**EXERCISE DIRECTIONS:**
Look in the material below for the line holding "floor in the photo above.". Set it down exactly, with each later line up to and including the line holding "power line in the photo above.".

-----

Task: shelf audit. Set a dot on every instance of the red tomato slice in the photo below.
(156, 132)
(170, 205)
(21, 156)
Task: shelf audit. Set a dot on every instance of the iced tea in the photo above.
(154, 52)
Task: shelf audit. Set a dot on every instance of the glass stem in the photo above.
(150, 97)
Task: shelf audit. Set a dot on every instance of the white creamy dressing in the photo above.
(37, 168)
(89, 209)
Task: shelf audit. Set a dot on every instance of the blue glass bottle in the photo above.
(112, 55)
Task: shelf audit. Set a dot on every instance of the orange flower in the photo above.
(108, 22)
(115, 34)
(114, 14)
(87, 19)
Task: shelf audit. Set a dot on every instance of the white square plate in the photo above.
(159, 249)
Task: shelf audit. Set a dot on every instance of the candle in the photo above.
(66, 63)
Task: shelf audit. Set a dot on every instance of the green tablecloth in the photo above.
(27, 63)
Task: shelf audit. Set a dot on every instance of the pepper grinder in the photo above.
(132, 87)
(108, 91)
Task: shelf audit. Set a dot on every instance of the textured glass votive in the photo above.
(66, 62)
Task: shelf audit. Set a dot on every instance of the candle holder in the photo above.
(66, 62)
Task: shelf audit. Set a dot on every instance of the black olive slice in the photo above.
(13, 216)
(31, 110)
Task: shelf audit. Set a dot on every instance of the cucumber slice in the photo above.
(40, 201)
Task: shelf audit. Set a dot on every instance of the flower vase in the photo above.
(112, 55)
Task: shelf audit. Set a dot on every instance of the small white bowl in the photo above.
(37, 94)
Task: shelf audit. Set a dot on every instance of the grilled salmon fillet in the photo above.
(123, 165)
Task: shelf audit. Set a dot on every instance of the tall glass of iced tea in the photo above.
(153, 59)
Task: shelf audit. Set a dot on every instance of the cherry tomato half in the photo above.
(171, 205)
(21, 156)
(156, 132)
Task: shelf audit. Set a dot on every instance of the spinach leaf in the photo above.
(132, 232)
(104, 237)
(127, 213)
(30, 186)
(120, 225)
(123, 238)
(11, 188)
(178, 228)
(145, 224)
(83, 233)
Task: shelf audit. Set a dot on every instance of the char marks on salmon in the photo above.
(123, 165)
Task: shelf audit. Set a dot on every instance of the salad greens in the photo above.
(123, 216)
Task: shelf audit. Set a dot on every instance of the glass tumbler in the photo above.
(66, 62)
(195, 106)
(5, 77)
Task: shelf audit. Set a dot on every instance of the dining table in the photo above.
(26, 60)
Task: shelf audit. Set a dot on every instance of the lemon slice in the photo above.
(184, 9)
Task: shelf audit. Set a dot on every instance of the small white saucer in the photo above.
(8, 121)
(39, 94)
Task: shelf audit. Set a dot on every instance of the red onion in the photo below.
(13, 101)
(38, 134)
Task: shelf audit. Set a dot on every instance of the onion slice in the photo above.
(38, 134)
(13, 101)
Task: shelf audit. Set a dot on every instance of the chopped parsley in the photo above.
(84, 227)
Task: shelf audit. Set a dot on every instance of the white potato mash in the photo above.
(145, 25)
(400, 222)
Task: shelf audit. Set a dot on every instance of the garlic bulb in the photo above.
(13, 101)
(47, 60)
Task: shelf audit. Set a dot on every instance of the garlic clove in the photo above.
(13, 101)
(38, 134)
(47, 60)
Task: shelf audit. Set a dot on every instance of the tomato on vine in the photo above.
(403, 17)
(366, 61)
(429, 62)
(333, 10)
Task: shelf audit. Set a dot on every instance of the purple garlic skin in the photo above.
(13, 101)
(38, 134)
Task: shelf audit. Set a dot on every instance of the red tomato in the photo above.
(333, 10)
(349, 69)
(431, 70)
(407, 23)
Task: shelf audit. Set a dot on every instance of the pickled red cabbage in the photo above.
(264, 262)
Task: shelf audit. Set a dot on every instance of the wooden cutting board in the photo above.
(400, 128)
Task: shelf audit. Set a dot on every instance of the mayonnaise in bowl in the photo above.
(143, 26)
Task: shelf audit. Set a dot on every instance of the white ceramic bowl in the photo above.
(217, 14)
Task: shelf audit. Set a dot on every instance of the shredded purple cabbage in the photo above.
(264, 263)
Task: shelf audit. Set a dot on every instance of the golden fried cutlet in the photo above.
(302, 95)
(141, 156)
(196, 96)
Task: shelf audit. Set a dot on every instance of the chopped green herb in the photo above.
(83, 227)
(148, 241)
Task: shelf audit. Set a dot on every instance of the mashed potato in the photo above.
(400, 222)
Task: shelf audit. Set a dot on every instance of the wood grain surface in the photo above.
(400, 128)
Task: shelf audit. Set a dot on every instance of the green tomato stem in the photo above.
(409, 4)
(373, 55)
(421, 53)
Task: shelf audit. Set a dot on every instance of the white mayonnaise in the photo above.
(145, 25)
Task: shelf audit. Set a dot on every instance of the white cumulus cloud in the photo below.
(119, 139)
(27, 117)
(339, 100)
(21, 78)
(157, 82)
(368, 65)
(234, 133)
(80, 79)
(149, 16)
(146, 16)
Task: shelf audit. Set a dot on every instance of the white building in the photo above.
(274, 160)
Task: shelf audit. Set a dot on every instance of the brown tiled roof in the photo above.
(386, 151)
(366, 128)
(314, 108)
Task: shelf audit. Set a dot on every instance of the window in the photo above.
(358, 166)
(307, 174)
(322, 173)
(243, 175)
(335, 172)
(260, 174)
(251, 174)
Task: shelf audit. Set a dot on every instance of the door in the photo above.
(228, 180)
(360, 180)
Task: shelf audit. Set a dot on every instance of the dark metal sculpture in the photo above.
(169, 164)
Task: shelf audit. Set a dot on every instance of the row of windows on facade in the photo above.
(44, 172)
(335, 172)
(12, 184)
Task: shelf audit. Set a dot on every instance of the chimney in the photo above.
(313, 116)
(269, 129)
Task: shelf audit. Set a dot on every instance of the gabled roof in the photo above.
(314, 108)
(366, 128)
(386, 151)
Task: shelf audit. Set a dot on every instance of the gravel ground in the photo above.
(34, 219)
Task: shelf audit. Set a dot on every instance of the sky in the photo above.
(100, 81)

-----

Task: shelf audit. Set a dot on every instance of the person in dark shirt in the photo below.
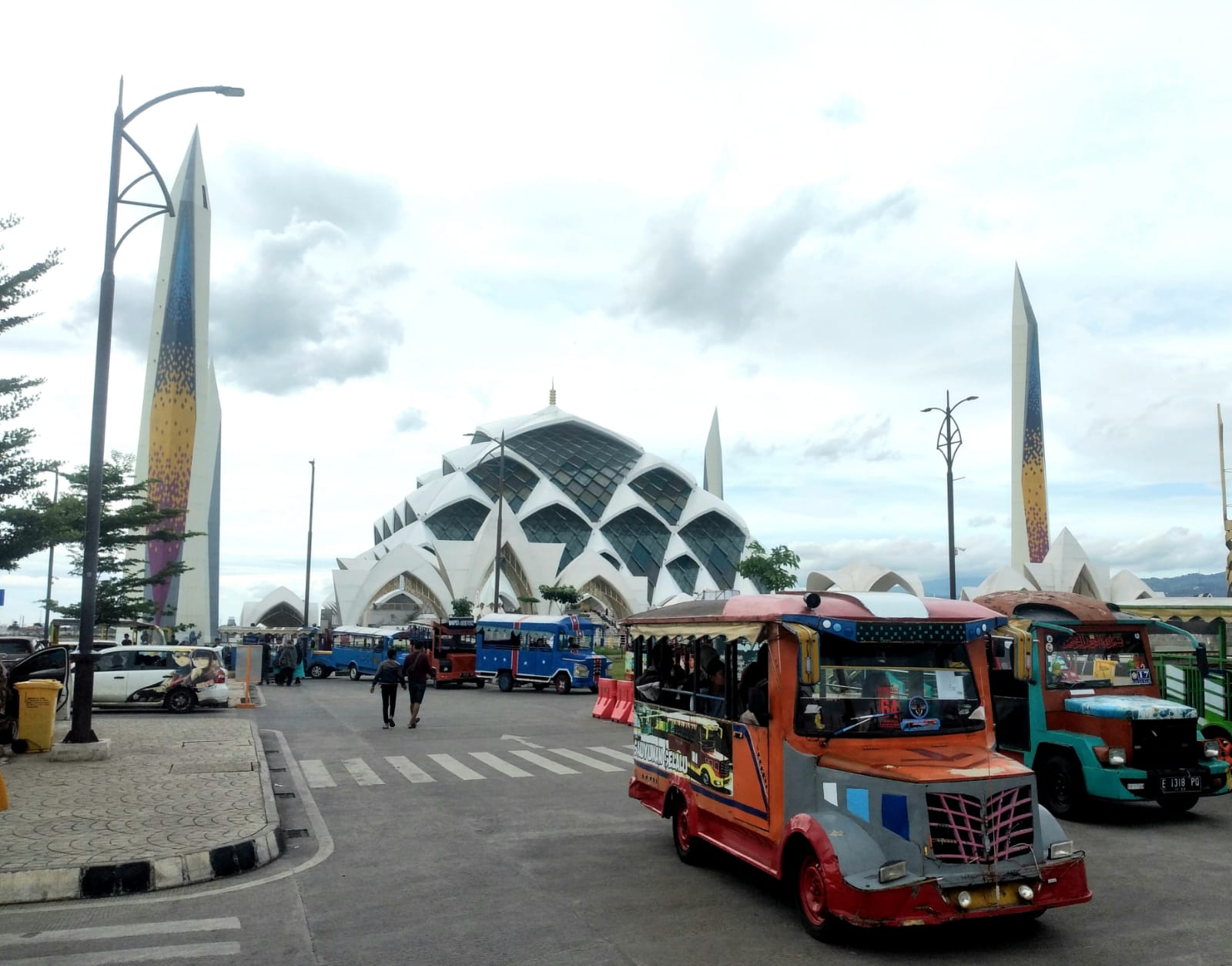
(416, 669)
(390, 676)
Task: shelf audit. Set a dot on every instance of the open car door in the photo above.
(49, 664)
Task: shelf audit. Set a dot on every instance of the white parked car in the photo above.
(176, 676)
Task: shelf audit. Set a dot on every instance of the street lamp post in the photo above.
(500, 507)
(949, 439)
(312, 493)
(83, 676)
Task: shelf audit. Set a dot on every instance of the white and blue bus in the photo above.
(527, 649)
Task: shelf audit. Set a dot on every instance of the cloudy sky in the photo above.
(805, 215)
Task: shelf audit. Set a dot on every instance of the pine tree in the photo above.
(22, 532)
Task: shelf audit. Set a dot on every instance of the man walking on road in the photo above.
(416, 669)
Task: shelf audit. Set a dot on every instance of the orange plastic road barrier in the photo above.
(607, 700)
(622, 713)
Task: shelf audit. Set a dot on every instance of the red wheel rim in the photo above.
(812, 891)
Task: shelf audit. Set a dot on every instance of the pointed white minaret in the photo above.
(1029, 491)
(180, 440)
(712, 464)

-----

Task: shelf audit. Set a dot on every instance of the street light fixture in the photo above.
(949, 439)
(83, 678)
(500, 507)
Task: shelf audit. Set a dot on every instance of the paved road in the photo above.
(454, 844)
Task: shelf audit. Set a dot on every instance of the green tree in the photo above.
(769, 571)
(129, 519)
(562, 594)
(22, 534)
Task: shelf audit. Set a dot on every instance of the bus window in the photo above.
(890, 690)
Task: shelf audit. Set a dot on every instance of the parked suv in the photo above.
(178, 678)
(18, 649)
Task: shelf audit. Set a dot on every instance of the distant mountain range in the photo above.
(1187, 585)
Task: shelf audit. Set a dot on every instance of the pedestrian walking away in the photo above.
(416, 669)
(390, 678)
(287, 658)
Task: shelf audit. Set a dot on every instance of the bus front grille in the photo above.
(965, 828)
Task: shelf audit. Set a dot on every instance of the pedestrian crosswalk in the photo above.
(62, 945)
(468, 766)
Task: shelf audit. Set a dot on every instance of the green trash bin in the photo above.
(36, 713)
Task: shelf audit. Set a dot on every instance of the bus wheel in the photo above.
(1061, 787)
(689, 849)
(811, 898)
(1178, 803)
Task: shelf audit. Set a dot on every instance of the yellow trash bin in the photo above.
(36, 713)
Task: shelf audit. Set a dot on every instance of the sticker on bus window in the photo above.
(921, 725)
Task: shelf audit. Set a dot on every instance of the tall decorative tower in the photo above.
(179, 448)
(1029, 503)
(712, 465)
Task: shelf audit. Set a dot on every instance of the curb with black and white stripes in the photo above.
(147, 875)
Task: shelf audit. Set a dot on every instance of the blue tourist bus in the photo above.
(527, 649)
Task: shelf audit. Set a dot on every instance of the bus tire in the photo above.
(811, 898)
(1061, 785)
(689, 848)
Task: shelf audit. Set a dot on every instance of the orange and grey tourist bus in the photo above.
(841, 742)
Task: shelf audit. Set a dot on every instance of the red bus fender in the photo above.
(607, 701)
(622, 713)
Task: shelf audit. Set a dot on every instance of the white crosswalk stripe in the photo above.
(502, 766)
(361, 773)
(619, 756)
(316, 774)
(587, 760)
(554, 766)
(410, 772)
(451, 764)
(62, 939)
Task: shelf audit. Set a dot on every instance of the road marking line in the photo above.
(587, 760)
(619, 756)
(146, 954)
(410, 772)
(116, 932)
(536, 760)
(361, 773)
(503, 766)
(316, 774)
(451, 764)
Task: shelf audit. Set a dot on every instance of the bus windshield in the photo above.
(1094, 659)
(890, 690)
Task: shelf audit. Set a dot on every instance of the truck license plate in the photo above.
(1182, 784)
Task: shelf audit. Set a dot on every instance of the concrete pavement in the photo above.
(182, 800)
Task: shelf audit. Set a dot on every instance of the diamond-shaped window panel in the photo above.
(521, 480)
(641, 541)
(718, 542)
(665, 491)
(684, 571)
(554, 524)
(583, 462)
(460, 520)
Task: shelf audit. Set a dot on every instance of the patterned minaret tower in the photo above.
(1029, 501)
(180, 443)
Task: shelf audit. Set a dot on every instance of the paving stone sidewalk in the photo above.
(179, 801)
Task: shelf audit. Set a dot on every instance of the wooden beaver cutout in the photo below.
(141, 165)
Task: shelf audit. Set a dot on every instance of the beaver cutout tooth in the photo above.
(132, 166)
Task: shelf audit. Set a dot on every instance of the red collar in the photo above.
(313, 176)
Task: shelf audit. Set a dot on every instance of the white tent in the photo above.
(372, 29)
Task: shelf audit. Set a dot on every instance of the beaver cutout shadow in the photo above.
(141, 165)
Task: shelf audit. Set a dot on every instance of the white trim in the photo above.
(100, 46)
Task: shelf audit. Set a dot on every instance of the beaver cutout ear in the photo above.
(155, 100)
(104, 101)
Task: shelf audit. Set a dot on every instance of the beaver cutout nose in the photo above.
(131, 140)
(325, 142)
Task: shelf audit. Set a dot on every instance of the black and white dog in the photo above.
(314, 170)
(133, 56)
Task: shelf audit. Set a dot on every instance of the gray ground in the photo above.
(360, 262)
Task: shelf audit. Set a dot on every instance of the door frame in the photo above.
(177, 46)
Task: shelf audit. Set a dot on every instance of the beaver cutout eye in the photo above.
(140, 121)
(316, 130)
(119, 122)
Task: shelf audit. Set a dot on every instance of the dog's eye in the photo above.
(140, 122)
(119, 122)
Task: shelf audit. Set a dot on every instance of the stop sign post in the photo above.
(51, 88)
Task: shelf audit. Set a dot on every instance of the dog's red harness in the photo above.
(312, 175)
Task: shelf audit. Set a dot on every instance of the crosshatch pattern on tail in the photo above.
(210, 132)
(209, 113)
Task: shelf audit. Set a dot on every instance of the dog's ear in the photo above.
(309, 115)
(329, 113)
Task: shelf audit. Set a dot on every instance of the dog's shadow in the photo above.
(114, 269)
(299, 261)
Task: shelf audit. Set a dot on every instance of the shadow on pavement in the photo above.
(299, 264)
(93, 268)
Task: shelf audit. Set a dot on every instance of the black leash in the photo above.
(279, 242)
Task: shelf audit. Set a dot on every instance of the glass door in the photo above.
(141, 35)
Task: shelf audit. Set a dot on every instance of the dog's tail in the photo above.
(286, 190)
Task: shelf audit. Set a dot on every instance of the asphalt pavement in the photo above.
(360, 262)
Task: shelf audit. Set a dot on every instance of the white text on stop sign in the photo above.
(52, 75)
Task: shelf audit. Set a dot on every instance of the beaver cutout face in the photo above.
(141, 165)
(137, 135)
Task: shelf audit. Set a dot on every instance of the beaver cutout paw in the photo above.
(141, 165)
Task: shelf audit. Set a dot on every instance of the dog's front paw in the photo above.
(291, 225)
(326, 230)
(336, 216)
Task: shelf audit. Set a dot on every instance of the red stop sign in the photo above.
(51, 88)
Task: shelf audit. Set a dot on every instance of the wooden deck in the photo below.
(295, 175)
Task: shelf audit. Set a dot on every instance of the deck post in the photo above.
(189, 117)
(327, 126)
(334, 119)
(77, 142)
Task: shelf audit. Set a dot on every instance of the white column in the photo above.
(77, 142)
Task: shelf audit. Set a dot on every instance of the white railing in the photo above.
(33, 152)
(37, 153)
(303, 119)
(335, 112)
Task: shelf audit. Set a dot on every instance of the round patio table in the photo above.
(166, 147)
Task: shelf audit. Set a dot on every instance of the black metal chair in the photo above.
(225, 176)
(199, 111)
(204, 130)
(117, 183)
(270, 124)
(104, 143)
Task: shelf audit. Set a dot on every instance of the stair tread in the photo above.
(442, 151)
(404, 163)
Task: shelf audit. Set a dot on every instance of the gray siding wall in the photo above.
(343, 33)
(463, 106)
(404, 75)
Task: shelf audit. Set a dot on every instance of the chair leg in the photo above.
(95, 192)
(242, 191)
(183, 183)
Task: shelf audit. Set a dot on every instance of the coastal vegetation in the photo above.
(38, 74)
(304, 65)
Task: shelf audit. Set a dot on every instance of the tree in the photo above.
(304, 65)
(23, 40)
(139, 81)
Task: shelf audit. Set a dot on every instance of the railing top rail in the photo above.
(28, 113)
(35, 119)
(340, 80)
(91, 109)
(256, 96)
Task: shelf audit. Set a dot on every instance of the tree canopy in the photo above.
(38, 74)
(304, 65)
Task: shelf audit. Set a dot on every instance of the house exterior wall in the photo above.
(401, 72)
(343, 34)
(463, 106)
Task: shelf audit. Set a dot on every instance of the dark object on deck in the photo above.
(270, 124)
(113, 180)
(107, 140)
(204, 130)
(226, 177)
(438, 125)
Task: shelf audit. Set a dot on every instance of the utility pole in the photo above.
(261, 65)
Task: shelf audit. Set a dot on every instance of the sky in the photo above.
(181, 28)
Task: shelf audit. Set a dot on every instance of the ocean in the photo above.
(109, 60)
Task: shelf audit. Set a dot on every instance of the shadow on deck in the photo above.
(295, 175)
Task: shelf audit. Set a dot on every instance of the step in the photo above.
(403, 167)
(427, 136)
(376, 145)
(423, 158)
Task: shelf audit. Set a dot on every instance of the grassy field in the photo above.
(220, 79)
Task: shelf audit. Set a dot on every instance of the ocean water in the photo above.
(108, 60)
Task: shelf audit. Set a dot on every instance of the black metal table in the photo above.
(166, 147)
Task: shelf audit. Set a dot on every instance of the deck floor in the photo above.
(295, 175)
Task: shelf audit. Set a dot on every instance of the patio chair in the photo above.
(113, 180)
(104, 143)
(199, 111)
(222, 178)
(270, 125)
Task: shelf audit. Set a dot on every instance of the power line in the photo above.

-----

**EXERCISE RESPONSE:**
Task: shelf audit. Set a dot on every instance of the deck floor in the photo above.
(295, 175)
Task: shelf audit. Set a dot on every instance of the patio chair in the photo above.
(113, 180)
(104, 143)
(199, 111)
(222, 178)
(270, 125)
Task: shelf audit. Set a dot on every instance of the power line in the photo above.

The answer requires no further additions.